Records excerpted from a collection
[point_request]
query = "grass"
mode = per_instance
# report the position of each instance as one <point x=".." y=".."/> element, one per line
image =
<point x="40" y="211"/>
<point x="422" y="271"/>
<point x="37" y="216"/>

--

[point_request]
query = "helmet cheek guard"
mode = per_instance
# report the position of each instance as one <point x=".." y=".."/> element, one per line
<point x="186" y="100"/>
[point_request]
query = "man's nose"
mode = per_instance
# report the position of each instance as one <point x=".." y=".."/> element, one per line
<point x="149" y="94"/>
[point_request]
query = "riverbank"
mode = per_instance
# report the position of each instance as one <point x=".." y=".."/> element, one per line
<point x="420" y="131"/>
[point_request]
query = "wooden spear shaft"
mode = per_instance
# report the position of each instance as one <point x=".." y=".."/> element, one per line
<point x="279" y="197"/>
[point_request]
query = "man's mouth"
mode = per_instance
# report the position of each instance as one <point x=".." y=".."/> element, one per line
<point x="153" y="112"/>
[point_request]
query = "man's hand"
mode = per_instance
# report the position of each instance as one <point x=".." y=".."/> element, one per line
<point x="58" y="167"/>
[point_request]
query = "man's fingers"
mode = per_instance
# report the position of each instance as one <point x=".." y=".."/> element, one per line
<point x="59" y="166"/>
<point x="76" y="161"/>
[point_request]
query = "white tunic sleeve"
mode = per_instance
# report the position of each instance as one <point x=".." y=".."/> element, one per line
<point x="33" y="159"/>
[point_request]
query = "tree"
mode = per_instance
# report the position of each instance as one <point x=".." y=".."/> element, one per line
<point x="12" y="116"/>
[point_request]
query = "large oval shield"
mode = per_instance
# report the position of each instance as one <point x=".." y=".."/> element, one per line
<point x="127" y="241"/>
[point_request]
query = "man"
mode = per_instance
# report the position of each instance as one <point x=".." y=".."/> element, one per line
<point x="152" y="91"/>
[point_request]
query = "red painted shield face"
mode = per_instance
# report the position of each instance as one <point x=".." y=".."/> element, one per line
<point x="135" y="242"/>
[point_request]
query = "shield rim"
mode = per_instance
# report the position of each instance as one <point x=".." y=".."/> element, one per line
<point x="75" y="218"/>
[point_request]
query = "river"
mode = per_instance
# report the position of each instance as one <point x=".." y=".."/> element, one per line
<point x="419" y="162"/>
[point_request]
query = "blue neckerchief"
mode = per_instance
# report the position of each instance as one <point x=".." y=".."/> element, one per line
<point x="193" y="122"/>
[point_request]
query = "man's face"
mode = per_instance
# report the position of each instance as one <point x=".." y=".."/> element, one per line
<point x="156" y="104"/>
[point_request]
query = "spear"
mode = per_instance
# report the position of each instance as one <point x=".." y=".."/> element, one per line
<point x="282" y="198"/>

→ What you have to do
Copy all lines from the entries that contain the word "face".

→ Solution for this problem
query = "red painted shield face"
query = "man's face"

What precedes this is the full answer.